Provided information:
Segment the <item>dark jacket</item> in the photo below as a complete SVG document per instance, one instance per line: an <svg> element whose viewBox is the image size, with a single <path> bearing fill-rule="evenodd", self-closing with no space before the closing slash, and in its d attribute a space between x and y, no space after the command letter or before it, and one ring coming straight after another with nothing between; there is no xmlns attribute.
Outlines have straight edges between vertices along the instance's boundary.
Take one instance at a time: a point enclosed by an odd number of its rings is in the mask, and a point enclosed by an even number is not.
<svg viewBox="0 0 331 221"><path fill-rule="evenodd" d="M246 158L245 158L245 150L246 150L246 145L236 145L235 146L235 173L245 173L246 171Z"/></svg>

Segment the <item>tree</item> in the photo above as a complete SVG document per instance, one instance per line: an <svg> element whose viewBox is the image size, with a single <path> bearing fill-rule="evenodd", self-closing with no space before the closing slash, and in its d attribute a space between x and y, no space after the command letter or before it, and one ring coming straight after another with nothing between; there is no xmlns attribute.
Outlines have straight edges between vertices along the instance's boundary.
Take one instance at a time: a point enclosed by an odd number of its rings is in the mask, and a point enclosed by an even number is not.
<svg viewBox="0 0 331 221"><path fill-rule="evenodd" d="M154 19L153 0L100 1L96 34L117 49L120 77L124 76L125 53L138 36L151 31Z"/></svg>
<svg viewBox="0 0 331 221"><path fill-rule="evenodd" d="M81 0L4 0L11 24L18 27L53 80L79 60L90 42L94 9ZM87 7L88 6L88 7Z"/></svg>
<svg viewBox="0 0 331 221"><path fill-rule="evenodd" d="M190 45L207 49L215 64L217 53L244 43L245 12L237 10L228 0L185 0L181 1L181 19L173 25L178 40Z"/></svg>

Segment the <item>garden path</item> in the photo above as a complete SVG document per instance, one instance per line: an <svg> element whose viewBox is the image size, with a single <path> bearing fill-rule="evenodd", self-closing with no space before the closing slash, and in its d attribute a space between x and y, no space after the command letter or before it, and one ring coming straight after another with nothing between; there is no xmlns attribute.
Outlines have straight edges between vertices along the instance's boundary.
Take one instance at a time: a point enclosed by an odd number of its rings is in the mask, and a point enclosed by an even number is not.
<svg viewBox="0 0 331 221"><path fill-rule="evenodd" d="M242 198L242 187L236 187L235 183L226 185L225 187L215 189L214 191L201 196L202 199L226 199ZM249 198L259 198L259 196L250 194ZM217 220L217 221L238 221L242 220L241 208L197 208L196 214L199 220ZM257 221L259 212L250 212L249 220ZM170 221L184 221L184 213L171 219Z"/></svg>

Direction:
Put every line of the records above into a Markdown table with the columns Row and Line, numbering each row and skipping blank lines.

Final answer:
| Row | Line |
|---|---|
| 1 | Segment the <item>dark jacket</item> in the photo below as a complete SVG document per instance, one instance per line: an <svg> element whose viewBox is the image size, with a single <path> bearing fill-rule="evenodd", self-closing with no space before the closing slash, and in its d attribute a space between x and y, no space after the command letter or before it, and one ring coming straight after another with nothing between; there is no xmlns attribute. |
| 2 | Outlines have straight edges between vertices along the instance's boundary. |
| 3 | Take one instance at a time: a point enclosed by an odd number of its rings is in the mask, and a point enclosed by an even number is not. |
| 4 | <svg viewBox="0 0 331 221"><path fill-rule="evenodd" d="M246 158L245 158L245 150L246 150L246 145L236 145L235 146L235 173L245 173L246 171Z"/></svg> |
| 5 | Segment the <item>tree</item> in the photo above as a complete SVG document per instance, one instance per line: an <svg> element whose viewBox is the image size, with a single <path> bearing fill-rule="evenodd", self-closing with no space before the closing slash, and in its d attribute a space between x and y, no space after the command letter or before it, and one ring coming straight after another with nothing between; there is no xmlns attribute. |
| 6 | Outlines have straight edges between vertices along the instance's boundary. |
| 7 | Take one instance at a time: a point enclosed by an odd number of its rings is in the mask, and a point enclosed by an even number is not. |
| 8 | <svg viewBox="0 0 331 221"><path fill-rule="evenodd" d="M154 19L153 0L100 1L96 34L117 49L120 77L124 76L125 53L138 36L151 31Z"/></svg> |
| 9 | <svg viewBox="0 0 331 221"><path fill-rule="evenodd" d="M81 0L4 0L11 24L18 27L53 80L79 60L90 42L94 9ZM87 7L88 6L88 7Z"/></svg> |
| 10 | <svg viewBox="0 0 331 221"><path fill-rule="evenodd" d="M190 45L207 49L215 64L217 53L244 43L245 12L237 10L228 0L185 0L181 1L181 19L173 25L178 40Z"/></svg> |
| 11 | Segment the <item>garden path</item> in the photo above as a complete SVG document per instance, one instance per line: an <svg> element whose viewBox is the image size, with a single <path> bearing fill-rule="evenodd", self-closing with no space before the closing slash, and in its d attribute a space between x and y, no space after the command letter or before it, and one ring coming straight after another with nothing between; there is no xmlns attribute. |
| 12 | Outlines have straight edges between vertices along the instance's boundary. |
| 13 | Take one instance at a time: a point enclosed by an odd number of its rings is in the mask, and a point enclosed by an even number is not. |
| 14 | <svg viewBox="0 0 331 221"><path fill-rule="evenodd" d="M242 198L242 187L236 187L235 183L226 185L225 187L215 189L214 191L201 196L202 199L226 199ZM249 198L259 198L259 196L250 194ZM217 220L217 221L238 221L242 220L241 208L197 208L196 214L199 220ZM257 221L259 212L250 212L249 220ZM170 221L184 221L184 213L171 219Z"/></svg> |